Given entries:
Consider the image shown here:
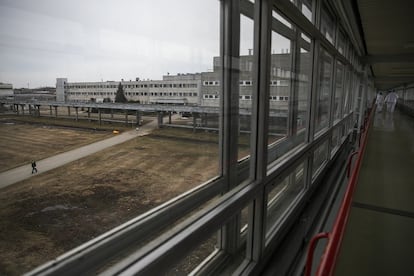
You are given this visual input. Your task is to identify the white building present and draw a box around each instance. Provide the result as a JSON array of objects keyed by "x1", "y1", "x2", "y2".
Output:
[
  {"x1": 0, "y1": 82, "x2": 14, "y2": 98},
  {"x1": 56, "y1": 78, "x2": 68, "y2": 102},
  {"x1": 60, "y1": 54, "x2": 309, "y2": 112}
]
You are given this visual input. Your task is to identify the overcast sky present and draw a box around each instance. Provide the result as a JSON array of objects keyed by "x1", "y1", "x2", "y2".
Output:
[
  {"x1": 0, "y1": 0, "x2": 289, "y2": 88},
  {"x1": 0, "y1": 0, "x2": 226, "y2": 88}
]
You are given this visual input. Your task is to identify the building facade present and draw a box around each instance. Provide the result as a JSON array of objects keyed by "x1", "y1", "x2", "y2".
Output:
[
  {"x1": 61, "y1": 53, "x2": 309, "y2": 111},
  {"x1": 0, "y1": 82, "x2": 14, "y2": 97}
]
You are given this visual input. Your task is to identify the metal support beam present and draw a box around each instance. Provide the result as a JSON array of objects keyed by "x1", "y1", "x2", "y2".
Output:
[
  {"x1": 218, "y1": 0, "x2": 240, "y2": 254},
  {"x1": 98, "y1": 108, "x2": 102, "y2": 125},
  {"x1": 136, "y1": 110, "x2": 141, "y2": 126},
  {"x1": 361, "y1": 54, "x2": 414, "y2": 65},
  {"x1": 157, "y1": 111, "x2": 164, "y2": 128},
  {"x1": 246, "y1": 0, "x2": 272, "y2": 261}
]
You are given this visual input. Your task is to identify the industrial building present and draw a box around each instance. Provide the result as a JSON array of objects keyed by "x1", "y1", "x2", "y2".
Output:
[{"x1": 4, "y1": 0, "x2": 414, "y2": 276}]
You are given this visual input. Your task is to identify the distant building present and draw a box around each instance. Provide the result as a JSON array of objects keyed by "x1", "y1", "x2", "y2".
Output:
[
  {"x1": 0, "y1": 82, "x2": 14, "y2": 98},
  {"x1": 56, "y1": 53, "x2": 310, "y2": 112},
  {"x1": 56, "y1": 78, "x2": 68, "y2": 102}
]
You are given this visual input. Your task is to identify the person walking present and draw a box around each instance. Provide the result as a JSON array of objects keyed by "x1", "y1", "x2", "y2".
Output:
[
  {"x1": 375, "y1": 92, "x2": 384, "y2": 113},
  {"x1": 32, "y1": 160, "x2": 37, "y2": 174},
  {"x1": 384, "y1": 90, "x2": 398, "y2": 113}
]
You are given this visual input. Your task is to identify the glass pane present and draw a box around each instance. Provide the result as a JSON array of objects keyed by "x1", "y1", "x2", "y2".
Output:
[
  {"x1": 296, "y1": 45, "x2": 312, "y2": 138},
  {"x1": 331, "y1": 125, "x2": 342, "y2": 156},
  {"x1": 338, "y1": 31, "x2": 346, "y2": 55},
  {"x1": 343, "y1": 67, "x2": 351, "y2": 116},
  {"x1": 272, "y1": 11, "x2": 292, "y2": 28},
  {"x1": 312, "y1": 141, "x2": 328, "y2": 178},
  {"x1": 268, "y1": 31, "x2": 293, "y2": 162},
  {"x1": 302, "y1": 0, "x2": 313, "y2": 21},
  {"x1": 266, "y1": 163, "x2": 305, "y2": 236},
  {"x1": 238, "y1": 15, "x2": 253, "y2": 160},
  {"x1": 333, "y1": 61, "x2": 344, "y2": 121},
  {"x1": 315, "y1": 47, "x2": 332, "y2": 134},
  {"x1": 320, "y1": 9, "x2": 335, "y2": 44},
  {"x1": 162, "y1": 233, "x2": 218, "y2": 276},
  {"x1": 0, "y1": 0, "x2": 221, "y2": 275}
]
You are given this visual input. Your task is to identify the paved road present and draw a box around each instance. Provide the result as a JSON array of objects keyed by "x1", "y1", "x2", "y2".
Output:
[{"x1": 0, "y1": 116, "x2": 157, "y2": 189}]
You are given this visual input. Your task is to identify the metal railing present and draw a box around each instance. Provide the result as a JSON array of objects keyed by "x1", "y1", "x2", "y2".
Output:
[{"x1": 304, "y1": 106, "x2": 375, "y2": 276}]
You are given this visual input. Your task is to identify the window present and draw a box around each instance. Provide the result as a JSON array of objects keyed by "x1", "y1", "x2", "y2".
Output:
[
  {"x1": 315, "y1": 47, "x2": 332, "y2": 135},
  {"x1": 321, "y1": 8, "x2": 335, "y2": 44}
]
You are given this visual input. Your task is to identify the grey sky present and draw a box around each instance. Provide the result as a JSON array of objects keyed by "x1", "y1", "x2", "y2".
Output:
[
  {"x1": 0, "y1": 0, "x2": 223, "y2": 88},
  {"x1": 0, "y1": 0, "x2": 289, "y2": 88}
]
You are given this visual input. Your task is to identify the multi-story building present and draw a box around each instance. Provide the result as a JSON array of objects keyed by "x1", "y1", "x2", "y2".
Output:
[
  {"x1": 0, "y1": 82, "x2": 14, "y2": 97},
  {"x1": 57, "y1": 53, "x2": 309, "y2": 111}
]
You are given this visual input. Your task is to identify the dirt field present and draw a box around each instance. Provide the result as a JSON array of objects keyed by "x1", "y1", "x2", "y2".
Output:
[
  {"x1": 0, "y1": 117, "x2": 112, "y2": 172},
  {"x1": 0, "y1": 119, "x2": 223, "y2": 275}
]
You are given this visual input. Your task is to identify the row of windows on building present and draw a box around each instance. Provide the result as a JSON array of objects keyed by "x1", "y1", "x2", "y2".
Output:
[
  {"x1": 67, "y1": 92, "x2": 198, "y2": 97},
  {"x1": 203, "y1": 80, "x2": 289, "y2": 86},
  {"x1": 203, "y1": 94, "x2": 289, "y2": 101},
  {"x1": 65, "y1": 83, "x2": 198, "y2": 89}
]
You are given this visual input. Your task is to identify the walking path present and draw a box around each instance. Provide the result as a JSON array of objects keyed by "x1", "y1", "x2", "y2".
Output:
[{"x1": 0, "y1": 117, "x2": 157, "y2": 189}]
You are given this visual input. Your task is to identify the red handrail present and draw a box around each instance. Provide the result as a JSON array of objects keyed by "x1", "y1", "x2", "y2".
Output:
[
  {"x1": 304, "y1": 104, "x2": 375, "y2": 276},
  {"x1": 346, "y1": 151, "x2": 358, "y2": 178},
  {"x1": 316, "y1": 105, "x2": 375, "y2": 276},
  {"x1": 304, "y1": 232, "x2": 329, "y2": 276}
]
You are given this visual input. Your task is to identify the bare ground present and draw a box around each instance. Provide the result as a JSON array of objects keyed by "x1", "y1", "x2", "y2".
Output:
[
  {"x1": 0, "y1": 123, "x2": 222, "y2": 275},
  {"x1": 0, "y1": 117, "x2": 112, "y2": 172}
]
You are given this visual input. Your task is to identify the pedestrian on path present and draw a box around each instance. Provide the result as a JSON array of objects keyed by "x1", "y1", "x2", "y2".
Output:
[
  {"x1": 384, "y1": 90, "x2": 398, "y2": 114},
  {"x1": 375, "y1": 92, "x2": 384, "y2": 112},
  {"x1": 32, "y1": 160, "x2": 37, "y2": 174}
]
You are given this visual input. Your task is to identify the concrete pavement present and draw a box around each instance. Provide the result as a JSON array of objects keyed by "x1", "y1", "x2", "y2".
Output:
[{"x1": 0, "y1": 120, "x2": 157, "y2": 189}]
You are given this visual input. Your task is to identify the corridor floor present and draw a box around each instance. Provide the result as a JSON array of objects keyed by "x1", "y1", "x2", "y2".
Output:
[{"x1": 335, "y1": 110, "x2": 414, "y2": 276}]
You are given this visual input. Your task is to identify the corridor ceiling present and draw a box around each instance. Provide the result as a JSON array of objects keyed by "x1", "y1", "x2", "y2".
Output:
[{"x1": 354, "y1": 0, "x2": 414, "y2": 90}]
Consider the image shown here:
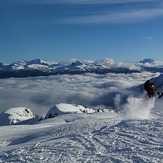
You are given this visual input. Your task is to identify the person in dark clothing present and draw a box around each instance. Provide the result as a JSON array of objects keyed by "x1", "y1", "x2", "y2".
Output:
[{"x1": 144, "y1": 80, "x2": 156, "y2": 97}]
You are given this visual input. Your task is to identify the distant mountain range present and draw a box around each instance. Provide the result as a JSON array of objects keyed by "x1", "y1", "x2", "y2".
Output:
[{"x1": 0, "y1": 58, "x2": 163, "y2": 78}]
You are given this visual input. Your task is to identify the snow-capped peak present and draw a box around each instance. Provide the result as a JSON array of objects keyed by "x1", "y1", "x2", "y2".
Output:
[{"x1": 0, "y1": 107, "x2": 35, "y2": 126}]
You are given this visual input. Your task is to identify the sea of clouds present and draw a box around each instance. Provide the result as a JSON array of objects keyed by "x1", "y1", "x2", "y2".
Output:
[{"x1": 0, "y1": 72, "x2": 158, "y2": 115}]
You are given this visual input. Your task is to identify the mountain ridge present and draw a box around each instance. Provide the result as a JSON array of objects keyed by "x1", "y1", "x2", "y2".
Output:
[{"x1": 0, "y1": 58, "x2": 163, "y2": 78}]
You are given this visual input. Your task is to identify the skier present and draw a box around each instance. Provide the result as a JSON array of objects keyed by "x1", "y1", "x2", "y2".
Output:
[{"x1": 144, "y1": 80, "x2": 156, "y2": 97}]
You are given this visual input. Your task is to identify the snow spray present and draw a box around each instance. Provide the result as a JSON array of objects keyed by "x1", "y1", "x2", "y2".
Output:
[{"x1": 124, "y1": 97, "x2": 155, "y2": 119}]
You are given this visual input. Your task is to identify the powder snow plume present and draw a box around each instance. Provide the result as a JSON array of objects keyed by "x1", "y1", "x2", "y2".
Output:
[{"x1": 124, "y1": 97, "x2": 155, "y2": 119}]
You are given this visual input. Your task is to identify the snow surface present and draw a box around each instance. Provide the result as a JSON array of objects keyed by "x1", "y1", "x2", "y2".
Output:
[
  {"x1": 0, "y1": 97, "x2": 163, "y2": 163},
  {"x1": 0, "y1": 68, "x2": 163, "y2": 163},
  {"x1": 0, "y1": 107, "x2": 35, "y2": 126}
]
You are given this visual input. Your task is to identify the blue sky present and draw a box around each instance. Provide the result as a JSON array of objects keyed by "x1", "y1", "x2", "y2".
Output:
[{"x1": 0, "y1": 0, "x2": 163, "y2": 63}]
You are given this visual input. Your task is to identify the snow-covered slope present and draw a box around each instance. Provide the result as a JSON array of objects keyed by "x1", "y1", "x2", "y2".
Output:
[
  {"x1": 0, "y1": 107, "x2": 35, "y2": 126},
  {"x1": 0, "y1": 104, "x2": 163, "y2": 163}
]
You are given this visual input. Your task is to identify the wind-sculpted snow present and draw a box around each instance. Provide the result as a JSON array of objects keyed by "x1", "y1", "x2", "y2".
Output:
[{"x1": 0, "y1": 112, "x2": 163, "y2": 163}]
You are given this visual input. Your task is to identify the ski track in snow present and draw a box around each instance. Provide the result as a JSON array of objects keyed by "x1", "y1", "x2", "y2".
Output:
[{"x1": 0, "y1": 112, "x2": 163, "y2": 163}]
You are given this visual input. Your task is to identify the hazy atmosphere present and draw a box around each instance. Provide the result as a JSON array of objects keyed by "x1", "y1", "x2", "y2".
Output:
[{"x1": 0, "y1": 0, "x2": 163, "y2": 63}]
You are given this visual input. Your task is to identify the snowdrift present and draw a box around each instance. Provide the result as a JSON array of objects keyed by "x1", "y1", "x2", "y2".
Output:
[
  {"x1": 45, "y1": 103, "x2": 96, "y2": 119},
  {"x1": 0, "y1": 107, "x2": 35, "y2": 126}
]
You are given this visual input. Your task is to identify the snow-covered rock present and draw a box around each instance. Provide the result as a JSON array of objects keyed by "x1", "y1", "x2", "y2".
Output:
[
  {"x1": 0, "y1": 107, "x2": 35, "y2": 126},
  {"x1": 45, "y1": 103, "x2": 95, "y2": 119}
]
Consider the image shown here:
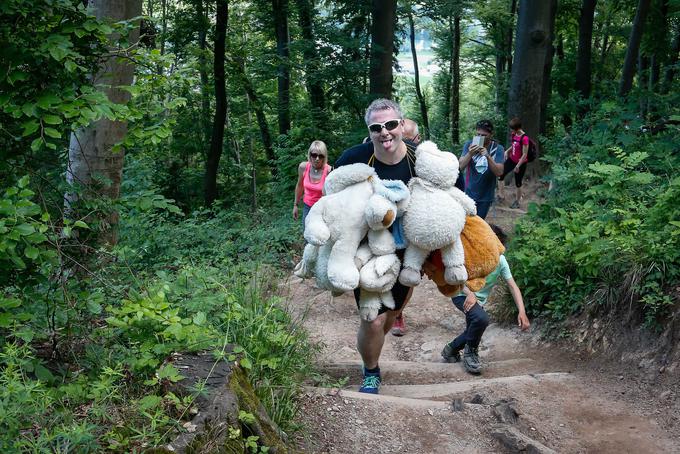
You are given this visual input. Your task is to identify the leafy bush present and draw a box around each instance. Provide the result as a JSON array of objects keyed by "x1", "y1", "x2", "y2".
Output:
[{"x1": 509, "y1": 104, "x2": 680, "y2": 326}]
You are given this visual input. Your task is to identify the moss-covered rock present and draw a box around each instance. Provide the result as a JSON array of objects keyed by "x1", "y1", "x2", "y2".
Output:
[{"x1": 153, "y1": 353, "x2": 288, "y2": 454}]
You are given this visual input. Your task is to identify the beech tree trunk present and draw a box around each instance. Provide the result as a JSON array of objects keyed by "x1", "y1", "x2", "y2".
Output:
[
  {"x1": 449, "y1": 12, "x2": 460, "y2": 144},
  {"x1": 368, "y1": 0, "x2": 397, "y2": 99},
  {"x1": 196, "y1": 0, "x2": 212, "y2": 146},
  {"x1": 576, "y1": 0, "x2": 597, "y2": 99},
  {"x1": 508, "y1": 0, "x2": 553, "y2": 147},
  {"x1": 296, "y1": 0, "x2": 326, "y2": 130},
  {"x1": 662, "y1": 30, "x2": 680, "y2": 93},
  {"x1": 619, "y1": 0, "x2": 651, "y2": 97},
  {"x1": 234, "y1": 59, "x2": 278, "y2": 176},
  {"x1": 272, "y1": 0, "x2": 290, "y2": 135},
  {"x1": 64, "y1": 0, "x2": 142, "y2": 245},
  {"x1": 408, "y1": 6, "x2": 430, "y2": 140},
  {"x1": 505, "y1": 0, "x2": 517, "y2": 75},
  {"x1": 533, "y1": 0, "x2": 557, "y2": 135},
  {"x1": 204, "y1": 0, "x2": 229, "y2": 207}
]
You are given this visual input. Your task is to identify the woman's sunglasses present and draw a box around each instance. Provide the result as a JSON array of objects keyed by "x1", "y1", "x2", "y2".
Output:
[{"x1": 368, "y1": 120, "x2": 401, "y2": 132}]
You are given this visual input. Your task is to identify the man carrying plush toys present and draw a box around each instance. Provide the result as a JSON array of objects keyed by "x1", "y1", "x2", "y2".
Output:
[{"x1": 295, "y1": 99, "x2": 528, "y2": 394}]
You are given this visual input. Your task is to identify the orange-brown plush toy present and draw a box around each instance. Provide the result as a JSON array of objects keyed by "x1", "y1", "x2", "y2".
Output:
[{"x1": 423, "y1": 216, "x2": 505, "y2": 297}]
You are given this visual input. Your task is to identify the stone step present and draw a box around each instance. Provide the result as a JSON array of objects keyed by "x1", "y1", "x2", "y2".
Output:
[
  {"x1": 319, "y1": 358, "x2": 543, "y2": 384},
  {"x1": 306, "y1": 387, "x2": 451, "y2": 410},
  {"x1": 380, "y1": 372, "x2": 573, "y2": 400}
]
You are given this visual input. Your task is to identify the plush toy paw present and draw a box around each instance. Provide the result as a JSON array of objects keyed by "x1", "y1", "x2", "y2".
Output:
[
  {"x1": 399, "y1": 268, "x2": 420, "y2": 287},
  {"x1": 444, "y1": 265, "x2": 468, "y2": 285}
]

Your instructions: Count the lines in the entries above that contain the string "plush", treating uppercase and lowercase as different, and reply with that number alone.

Correct response: 3